### Exercise instructions
Starting at the beginning of the material below and ending at the line that contains "[82,365,236,388]", render every line as a numbered list, skipping any blank lines and leaving the pictures out.

(Rows from a dataset for labeling boxes)
▬▬▬▬▬▬

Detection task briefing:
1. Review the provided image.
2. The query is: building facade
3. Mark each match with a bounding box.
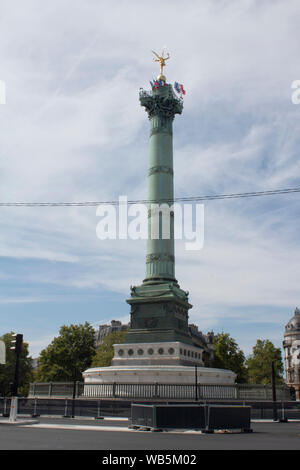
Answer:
[283,308,300,400]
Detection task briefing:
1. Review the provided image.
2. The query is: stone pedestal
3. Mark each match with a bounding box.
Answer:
[83,365,236,388]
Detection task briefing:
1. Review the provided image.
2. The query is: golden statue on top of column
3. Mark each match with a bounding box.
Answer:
[152,49,170,82]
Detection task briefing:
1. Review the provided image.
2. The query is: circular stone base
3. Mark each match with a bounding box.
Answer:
[82,365,236,388]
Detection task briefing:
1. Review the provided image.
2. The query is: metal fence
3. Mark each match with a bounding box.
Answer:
[0,397,300,420]
[29,382,291,401]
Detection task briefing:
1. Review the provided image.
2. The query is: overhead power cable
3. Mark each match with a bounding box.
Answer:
[0,188,300,207]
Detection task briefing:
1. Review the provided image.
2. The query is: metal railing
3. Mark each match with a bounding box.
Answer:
[0,397,300,420]
[29,382,291,401]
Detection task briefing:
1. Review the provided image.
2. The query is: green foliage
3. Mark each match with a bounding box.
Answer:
[35,322,95,382]
[212,333,247,383]
[246,339,284,384]
[0,332,33,397]
[92,330,127,367]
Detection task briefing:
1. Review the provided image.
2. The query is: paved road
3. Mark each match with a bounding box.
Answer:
[0,418,300,451]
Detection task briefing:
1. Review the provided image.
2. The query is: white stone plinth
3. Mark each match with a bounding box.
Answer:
[82,365,236,385]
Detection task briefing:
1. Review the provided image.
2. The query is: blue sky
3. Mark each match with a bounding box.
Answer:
[0,0,300,357]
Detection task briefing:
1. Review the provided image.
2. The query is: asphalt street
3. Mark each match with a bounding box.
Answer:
[0,417,300,451]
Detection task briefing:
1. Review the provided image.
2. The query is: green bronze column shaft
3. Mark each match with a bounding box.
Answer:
[140,84,182,283]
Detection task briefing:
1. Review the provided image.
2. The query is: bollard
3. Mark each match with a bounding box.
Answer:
[95,400,104,419]
[31,398,40,418]
[9,397,18,423]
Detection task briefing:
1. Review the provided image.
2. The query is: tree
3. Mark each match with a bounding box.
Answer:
[0,332,33,397]
[36,322,95,382]
[213,333,247,383]
[246,339,284,384]
[92,330,127,367]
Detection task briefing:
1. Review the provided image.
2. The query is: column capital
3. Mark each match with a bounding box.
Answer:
[139,84,183,120]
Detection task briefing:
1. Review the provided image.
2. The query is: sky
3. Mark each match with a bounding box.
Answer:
[0,0,300,357]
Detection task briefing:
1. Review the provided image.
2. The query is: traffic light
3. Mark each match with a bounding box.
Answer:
[10,334,23,397]
[10,334,23,354]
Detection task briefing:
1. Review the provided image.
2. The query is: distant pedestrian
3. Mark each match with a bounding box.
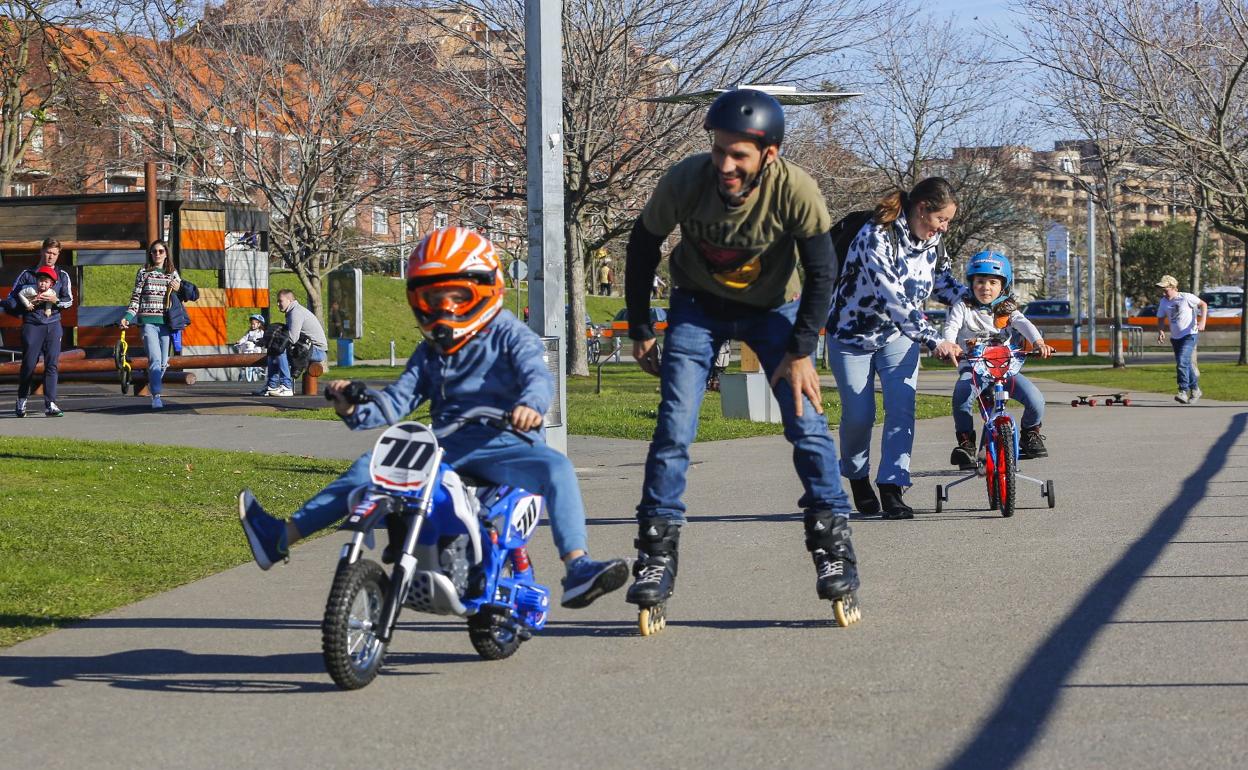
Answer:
[120,241,200,409]
[598,262,612,297]
[5,238,74,417]
[1157,276,1209,403]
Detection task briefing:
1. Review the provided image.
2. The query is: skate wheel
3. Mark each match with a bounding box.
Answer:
[832,594,862,628]
[636,604,668,636]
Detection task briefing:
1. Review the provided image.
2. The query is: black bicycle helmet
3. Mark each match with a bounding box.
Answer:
[703,89,784,147]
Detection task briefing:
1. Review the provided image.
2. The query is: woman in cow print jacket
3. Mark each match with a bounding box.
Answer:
[827,177,965,519]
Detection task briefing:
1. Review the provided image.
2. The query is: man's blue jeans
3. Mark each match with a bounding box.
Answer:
[827,336,919,487]
[1171,333,1201,391]
[636,290,850,524]
[291,426,589,557]
[953,369,1045,433]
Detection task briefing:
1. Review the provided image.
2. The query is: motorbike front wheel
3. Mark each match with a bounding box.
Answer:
[321,559,388,690]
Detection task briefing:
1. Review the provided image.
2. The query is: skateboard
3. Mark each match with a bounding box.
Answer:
[1071,393,1131,407]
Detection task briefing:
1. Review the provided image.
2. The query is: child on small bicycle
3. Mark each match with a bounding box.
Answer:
[238,227,629,608]
[943,251,1055,469]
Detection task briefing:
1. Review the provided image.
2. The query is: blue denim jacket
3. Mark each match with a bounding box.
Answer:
[343,309,554,429]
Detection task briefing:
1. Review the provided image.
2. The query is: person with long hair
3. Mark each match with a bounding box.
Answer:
[120,240,200,409]
[827,176,965,519]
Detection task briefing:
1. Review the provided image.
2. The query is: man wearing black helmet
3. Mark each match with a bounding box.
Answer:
[625,89,859,624]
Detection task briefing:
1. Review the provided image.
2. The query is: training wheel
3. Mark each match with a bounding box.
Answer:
[636,603,668,636]
[832,593,862,628]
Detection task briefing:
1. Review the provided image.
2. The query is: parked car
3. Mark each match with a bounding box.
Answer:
[614,307,668,323]
[1022,300,1072,318]
[1201,286,1244,318]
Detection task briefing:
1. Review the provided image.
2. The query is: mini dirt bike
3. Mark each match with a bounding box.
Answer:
[321,382,550,690]
[936,337,1057,517]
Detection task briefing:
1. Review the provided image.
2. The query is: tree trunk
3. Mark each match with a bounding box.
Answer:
[1191,208,1209,295]
[564,215,589,377]
[1236,238,1248,366]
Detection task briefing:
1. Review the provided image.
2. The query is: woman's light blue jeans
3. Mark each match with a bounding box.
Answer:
[140,323,173,396]
[953,369,1045,433]
[827,336,919,487]
[636,290,850,524]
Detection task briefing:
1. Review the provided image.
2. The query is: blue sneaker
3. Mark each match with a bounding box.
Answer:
[560,555,628,609]
[238,489,291,569]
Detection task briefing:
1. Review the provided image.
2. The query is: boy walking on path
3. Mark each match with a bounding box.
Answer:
[1157,276,1209,403]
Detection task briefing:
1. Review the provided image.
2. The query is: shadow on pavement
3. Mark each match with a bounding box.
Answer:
[0,649,480,694]
[943,412,1248,770]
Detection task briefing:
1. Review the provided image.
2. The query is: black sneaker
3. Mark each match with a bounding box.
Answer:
[850,475,880,515]
[880,484,915,519]
[948,433,976,470]
[1018,426,1048,459]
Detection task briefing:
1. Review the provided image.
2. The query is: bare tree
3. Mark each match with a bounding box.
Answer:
[0,0,106,196]
[416,0,877,374]
[1022,0,1248,364]
[107,0,428,314]
[841,5,1036,267]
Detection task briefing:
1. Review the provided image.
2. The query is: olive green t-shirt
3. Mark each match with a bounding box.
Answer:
[641,152,831,308]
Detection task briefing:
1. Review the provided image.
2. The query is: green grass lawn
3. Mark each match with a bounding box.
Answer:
[82,265,638,361]
[0,437,347,648]
[1037,362,1248,401]
[281,363,950,441]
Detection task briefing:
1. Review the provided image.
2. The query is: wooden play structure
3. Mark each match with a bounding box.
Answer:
[0,163,321,389]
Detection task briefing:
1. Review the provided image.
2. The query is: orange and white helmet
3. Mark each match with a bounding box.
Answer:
[407,227,505,353]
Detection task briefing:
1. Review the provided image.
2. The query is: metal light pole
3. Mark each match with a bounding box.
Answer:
[524,0,568,452]
[1088,190,1096,356]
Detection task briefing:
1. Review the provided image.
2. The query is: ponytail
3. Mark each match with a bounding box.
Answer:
[874,176,957,225]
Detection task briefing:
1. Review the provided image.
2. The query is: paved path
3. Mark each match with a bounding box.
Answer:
[0,373,1248,770]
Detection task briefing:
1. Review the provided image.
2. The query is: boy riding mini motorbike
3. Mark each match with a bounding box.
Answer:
[238,227,629,608]
[943,251,1055,469]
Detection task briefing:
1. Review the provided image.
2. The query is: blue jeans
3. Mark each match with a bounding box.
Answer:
[636,290,850,524]
[1171,334,1201,391]
[827,336,919,487]
[953,369,1045,433]
[140,323,173,396]
[291,426,589,557]
[266,348,324,388]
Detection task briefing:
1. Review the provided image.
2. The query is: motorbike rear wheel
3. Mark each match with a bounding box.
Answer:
[468,612,523,660]
[321,559,388,690]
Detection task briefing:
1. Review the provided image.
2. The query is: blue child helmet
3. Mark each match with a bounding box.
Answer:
[966,251,1013,298]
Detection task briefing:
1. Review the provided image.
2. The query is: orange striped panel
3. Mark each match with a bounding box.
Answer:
[188,288,226,307]
[226,288,268,307]
[178,230,226,252]
[182,303,228,346]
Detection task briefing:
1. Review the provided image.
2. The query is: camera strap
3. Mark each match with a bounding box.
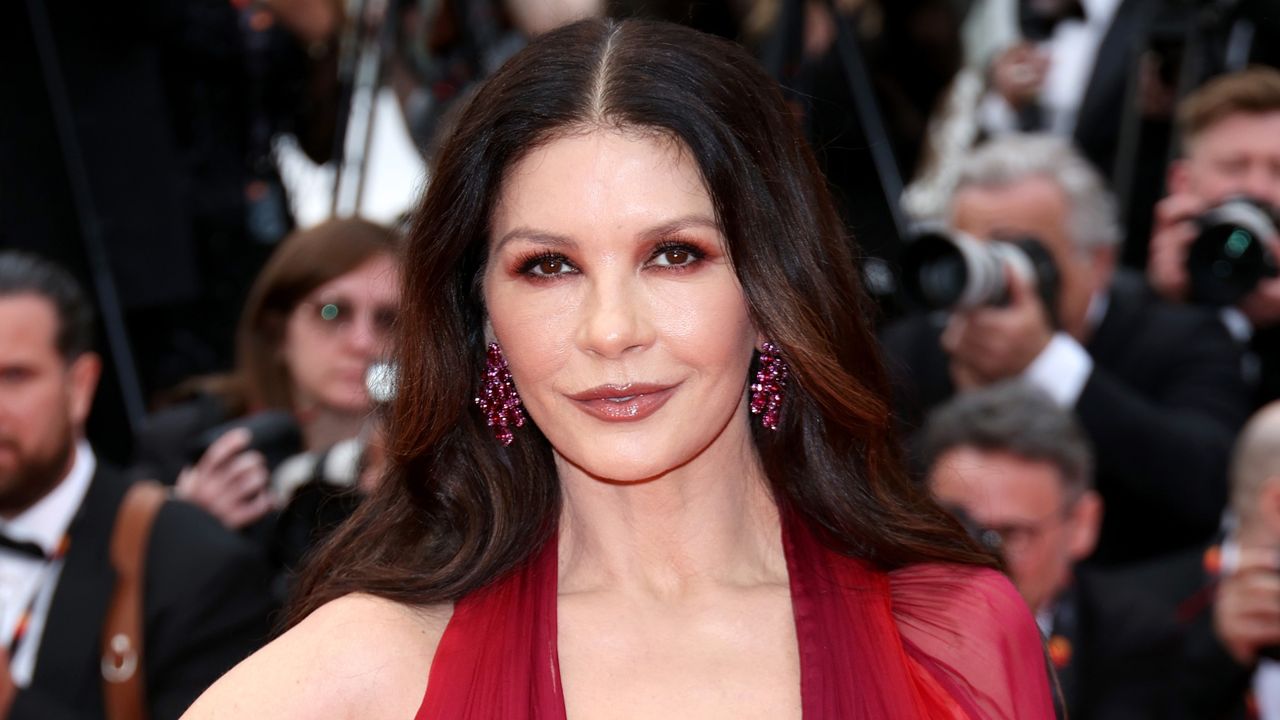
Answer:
[101,480,169,720]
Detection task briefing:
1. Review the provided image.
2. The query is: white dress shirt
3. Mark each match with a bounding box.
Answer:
[1021,292,1111,410]
[0,441,97,688]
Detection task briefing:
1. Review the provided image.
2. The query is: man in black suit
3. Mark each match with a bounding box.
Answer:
[883,136,1249,562]
[0,251,270,720]
[1174,402,1280,720]
[1147,67,1280,406]
[922,382,1180,720]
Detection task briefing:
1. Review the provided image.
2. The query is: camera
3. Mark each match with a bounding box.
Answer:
[1187,197,1280,306]
[902,229,1061,315]
[186,410,302,470]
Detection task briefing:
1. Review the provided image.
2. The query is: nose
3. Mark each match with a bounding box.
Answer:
[577,275,654,357]
[346,313,381,357]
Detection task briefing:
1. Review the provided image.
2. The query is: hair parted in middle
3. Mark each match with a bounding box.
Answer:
[289,20,995,623]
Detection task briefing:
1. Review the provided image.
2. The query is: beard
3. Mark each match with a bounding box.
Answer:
[0,423,76,518]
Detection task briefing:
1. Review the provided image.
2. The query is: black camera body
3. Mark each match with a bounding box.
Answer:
[1187,197,1280,306]
[186,410,302,470]
[902,229,1061,316]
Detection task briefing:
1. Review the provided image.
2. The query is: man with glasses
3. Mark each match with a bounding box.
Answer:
[920,382,1179,720]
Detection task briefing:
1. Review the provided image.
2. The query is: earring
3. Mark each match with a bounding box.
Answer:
[476,342,525,446]
[751,341,790,430]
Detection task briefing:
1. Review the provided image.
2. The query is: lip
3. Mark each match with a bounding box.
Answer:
[568,383,677,423]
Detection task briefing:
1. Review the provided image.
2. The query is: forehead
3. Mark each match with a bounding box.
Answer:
[1187,111,1280,159]
[0,293,58,364]
[929,447,1065,523]
[493,129,713,240]
[315,254,399,299]
[951,176,1069,240]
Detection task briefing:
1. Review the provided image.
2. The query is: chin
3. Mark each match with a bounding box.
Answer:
[326,391,372,415]
[553,427,700,484]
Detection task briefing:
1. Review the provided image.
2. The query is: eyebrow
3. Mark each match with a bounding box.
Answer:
[493,214,719,252]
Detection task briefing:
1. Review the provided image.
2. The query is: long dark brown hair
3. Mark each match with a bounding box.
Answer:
[288,15,993,624]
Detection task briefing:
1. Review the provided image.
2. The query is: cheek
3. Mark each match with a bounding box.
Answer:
[653,283,756,368]
[485,278,580,395]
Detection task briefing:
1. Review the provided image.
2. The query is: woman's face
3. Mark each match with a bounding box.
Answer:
[484,131,758,482]
[280,255,399,413]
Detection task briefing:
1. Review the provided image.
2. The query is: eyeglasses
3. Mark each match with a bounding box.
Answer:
[982,512,1068,553]
[298,297,399,337]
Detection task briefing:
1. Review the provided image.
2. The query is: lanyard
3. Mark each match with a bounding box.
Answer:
[9,534,72,660]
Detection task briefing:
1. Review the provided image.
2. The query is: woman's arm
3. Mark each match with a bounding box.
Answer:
[183,594,449,720]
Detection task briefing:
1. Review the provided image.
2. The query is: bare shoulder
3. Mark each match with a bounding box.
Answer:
[183,594,452,720]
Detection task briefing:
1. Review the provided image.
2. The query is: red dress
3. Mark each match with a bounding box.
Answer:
[417,507,1053,720]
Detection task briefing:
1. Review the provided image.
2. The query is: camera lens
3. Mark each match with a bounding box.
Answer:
[1187,200,1276,306]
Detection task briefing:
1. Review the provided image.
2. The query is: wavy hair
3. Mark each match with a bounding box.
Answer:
[287,20,995,624]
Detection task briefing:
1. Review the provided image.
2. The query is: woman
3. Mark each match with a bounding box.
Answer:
[138,218,399,528]
[188,20,1052,719]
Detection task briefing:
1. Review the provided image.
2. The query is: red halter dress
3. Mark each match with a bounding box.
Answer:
[417,507,1053,720]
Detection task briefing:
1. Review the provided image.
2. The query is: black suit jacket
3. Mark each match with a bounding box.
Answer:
[1071,0,1162,178]
[9,468,271,720]
[883,273,1249,564]
[1052,550,1201,720]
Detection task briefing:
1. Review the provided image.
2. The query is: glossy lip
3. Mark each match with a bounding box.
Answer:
[567,383,677,423]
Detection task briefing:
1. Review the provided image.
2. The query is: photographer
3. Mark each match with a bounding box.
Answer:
[136,218,399,529]
[1147,67,1280,404]
[922,380,1198,720]
[883,136,1248,562]
[1176,404,1280,719]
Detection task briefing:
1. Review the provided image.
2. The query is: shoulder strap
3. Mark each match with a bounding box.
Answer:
[102,480,169,720]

▬▬▬▬▬▬

### Reply to the exercise
1. Detection task briefing:
2. 1. Review the provided image.
3. 2. The query is: building facade
4. 3. Mark each match with a bounding box.
5. Answer:
6. [283,308,300,400]
7. Detection task briefing:
8. 1. Review the provided image.
9. 2. The query is: stone pedestal
10. 3. Mark each match with a bounding box.
11. Answer:
12. [83,365,236,388]
13. Detection task briefing:
14. 1. Review the provided image.
15. 2. The query is: golden statue on top of column
16. 3. Mark each match with a bounding box.
17. Answer:
18. [152,49,170,82]
19. Detection task briefing:
20. 1. Review the provided image.
21. 2. The query is: circular stone base
22. 3. Mark each match with a bounding box.
23. Answer:
24. [82,365,236,388]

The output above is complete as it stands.